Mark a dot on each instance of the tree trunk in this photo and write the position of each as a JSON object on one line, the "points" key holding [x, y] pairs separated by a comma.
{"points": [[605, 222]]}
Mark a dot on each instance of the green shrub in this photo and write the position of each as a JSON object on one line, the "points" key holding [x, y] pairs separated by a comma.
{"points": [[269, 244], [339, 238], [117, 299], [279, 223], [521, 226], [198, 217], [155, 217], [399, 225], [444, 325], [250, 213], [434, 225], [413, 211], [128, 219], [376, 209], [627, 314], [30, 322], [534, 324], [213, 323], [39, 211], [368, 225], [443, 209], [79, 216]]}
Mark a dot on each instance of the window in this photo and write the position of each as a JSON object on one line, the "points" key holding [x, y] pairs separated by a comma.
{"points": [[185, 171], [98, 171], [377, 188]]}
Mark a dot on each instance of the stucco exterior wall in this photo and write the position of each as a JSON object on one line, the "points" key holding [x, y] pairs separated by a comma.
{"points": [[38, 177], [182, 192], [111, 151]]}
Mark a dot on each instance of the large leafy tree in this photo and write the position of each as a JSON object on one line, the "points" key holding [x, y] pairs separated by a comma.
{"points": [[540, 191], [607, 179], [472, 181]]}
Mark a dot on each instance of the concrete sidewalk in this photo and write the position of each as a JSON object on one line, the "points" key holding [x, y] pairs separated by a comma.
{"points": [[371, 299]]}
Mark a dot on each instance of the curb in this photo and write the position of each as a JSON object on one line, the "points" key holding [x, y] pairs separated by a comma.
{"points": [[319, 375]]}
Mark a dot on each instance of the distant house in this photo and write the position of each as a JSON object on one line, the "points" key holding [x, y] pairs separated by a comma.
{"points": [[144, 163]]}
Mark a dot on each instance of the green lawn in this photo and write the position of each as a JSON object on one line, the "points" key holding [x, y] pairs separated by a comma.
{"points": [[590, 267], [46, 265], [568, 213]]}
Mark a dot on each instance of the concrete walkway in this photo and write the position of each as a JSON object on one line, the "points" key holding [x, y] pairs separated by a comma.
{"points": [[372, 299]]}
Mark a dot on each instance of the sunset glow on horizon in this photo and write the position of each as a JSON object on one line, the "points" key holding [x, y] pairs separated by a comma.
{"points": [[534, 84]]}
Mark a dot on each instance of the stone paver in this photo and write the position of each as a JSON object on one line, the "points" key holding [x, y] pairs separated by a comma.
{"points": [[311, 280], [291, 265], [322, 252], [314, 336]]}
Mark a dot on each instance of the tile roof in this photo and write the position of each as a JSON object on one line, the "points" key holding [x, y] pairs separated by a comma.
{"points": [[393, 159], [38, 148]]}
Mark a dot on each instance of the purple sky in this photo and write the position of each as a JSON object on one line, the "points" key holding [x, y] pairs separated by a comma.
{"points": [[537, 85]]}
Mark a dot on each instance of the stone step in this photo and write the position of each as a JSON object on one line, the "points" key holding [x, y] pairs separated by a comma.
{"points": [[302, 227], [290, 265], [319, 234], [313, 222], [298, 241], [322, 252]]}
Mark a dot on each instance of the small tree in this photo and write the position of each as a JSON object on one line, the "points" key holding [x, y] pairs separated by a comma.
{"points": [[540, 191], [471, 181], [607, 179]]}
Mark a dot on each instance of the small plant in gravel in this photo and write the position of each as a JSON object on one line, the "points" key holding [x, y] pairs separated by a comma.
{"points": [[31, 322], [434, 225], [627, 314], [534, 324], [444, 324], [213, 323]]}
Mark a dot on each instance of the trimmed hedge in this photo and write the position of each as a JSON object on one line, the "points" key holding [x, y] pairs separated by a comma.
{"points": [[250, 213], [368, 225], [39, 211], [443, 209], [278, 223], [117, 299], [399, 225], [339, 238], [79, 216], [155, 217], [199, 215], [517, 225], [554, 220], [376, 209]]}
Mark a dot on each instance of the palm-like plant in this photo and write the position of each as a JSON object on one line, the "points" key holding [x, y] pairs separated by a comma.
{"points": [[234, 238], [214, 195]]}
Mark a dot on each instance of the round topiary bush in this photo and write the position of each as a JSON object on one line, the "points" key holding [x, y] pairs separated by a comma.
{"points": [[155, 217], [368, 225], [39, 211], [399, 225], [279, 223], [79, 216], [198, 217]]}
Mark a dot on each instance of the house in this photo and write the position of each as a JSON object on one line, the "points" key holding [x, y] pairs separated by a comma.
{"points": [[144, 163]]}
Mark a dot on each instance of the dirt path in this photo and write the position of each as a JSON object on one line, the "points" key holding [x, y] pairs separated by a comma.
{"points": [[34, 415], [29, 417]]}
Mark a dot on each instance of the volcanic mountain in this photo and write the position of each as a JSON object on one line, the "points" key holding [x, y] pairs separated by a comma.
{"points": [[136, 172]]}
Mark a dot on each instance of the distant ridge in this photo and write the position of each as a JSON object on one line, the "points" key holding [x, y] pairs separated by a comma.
==================================================
Stated task » Make a verbatim copy of every entry shown above.

Finished task »
Mark a dot on each instance of the tree trunk in this photo and write the position of each as a JSON object on one line, the "points" key holding [x, y] pairs separated by a comma.
{"points": [[605, 222]]}
Mark a dot on each instance of the green shrub in this photo and write the position of each as a JSON object on one line, the "points" key holding [x, y] pairs separated by a comma.
{"points": [[269, 244], [339, 238], [117, 299], [279, 223], [521, 226], [198, 217], [155, 217], [399, 225], [444, 325], [250, 213], [434, 225], [413, 211], [128, 219], [376, 209], [627, 314], [30, 322], [534, 324], [213, 323], [39, 211], [368, 225], [443, 209], [79, 216]]}
Mark a dot on each instance of the window in this photo and write the position of each as a JSON object on one line, the "points" key holding [x, y] pairs separated by a comma.
{"points": [[185, 171], [98, 171], [377, 188]]}
Mark a dot on each instance of the stucco exterior wall in this photo and write the position of each as a JSON object on one line, the "points" key holding [x, y] pairs separated by a comma.
{"points": [[38, 177], [182, 192], [111, 151]]}
Mark a dot on each instance of the large leafy tree in this photo and write the position of each as a JSON object on one line, the "points" key holding [x, y] pairs separated by a comma.
{"points": [[540, 191], [607, 179], [472, 181]]}
Mark a dot on each instance of the concrete sidewalk in this photo and write the position of each as a JSON object on one line, the "points" key holding [x, y] pairs separated by a comma.
{"points": [[371, 299]]}
Mark a dot on each instance of the curb in this photo and write the position of each as a JSON object on one line, the "points" key holding [x, y] pairs separated by a comma.
{"points": [[319, 375]]}
Mark a dot on each instance of the distant house in this photo and write the position of each as a JSON object on one line, the "points" key holding [x, y] pairs separated by a comma.
{"points": [[144, 163]]}
Mark a dot on each instance of the green lawn in this photo and write the position of each as a JSON object on one line, the "points" key holding [x, y] pairs separated by a comma.
{"points": [[590, 267], [46, 265], [568, 213]]}
Mark a dot on each instance of the concrete walkway in this photo and write the position of each as a JSON object on one line, the "points" key holding [x, y] pairs separated by a comma.
{"points": [[372, 299]]}
Mark a dot on each instance of the sunset glow on horizon in this photo and write the position of each as a JSON object on one line, the "points" key holding [x, y] pairs separated by a comma.
{"points": [[534, 84]]}
Mark a dot on each instance of the stone paver in this photo and write the position of each as a JSON object on one line, the "points" key holding [x, y] pairs separated by a comma.
{"points": [[311, 280], [291, 265], [322, 252], [314, 336]]}
Mark a dot on each instance of the tile roof in this photo and write the position of each as a JSON object on one line, the "points" key holding [x, y] pairs separated by a comma.
{"points": [[393, 159], [38, 148]]}
Mark a dot on each instance of the purple sky in this photo and write the position of each as a JSON object on one line, the "points" key holding [x, y] pairs separated by a comma.
{"points": [[537, 85]]}
Mark a dot on each instance of the stone step in this photo and write the position of each as a JSON object on one line, the "points" key holding [x, y] pairs separated by a comma.
{"points": [[302, 227], [290, 265], [319, 234], [313, 222], [298, 241], [322, 252]]}
Mark a dot on each instance of the small tree in this photo and write the position of each as a JSON object on one line, the "points" key holding [x, y] pairs separated by a comma.
{"points": [[540, 191], [471, 181], [607, 179]]}
Mark a dot on each instance of the small plant in gravel in this photo and write the position of each as a JSON object on one line, the "points" key holding [x, y] pairs separated by a comma.
{"points": [[31, 322], [434, 225], [627, 314], [534, 324], [444, 324], [213, 323]]}
Mark a dot on each instance of the trimmed hedge in this photo and write the position of each as a JSON object on one line, the "points" key holding [x, y] pairs separated by a comma.
{"points": [[250, 213], [368, 225], [39, 211], [443, 209], [278, 223], [117, 299], [399, 225], [339, 238], [79, 216], [155, 217], [199, 215], [517, 225], [554, 220], [376, 209]]}
Mark a dot on each instance of the palm-like plant in this photo and write the position of each as a JSON object on one line, the "points" key holding [x, y] pairs separated by a comma.
{"points": [[234, 238], [214, 195]]}
Mark a dot on each instance of the round topiary bush in this photo and write the position of each as a JSON object on one line, the "points" key holding [x, y] pairs separated by a comma.
{"points": [[155, 217], [368, 225], [39, 211], [399, 225], [279, 223], [79, 216], [198, 217]]}
Mark a dot on each instance of the house in this photo and write the position of each as a JSON object on one line, the "points" key holding [x, y] pairs separated by a comma.
{"points": [[144, 163]]}
Mark a dot on each instance of the dirt path in this photo and write the position of each as a JSON object on one line, the "points" key holding [x, y] pairs separated by a comma.
{"points": [[34, 415], [29, 417]]}
Mark a dot on each instance of the volcanic mountain in this photo and write the position of each as a JSON object on one line, the "points" key holding [x, y] pairs separated by a comma.
{"points": [[136, 172]]}
Mark a dot on each instance of the distant ridge in this photo and write the position of each as a JSON object on one line, the "points" key holding [x, y] pairs separated by a comma.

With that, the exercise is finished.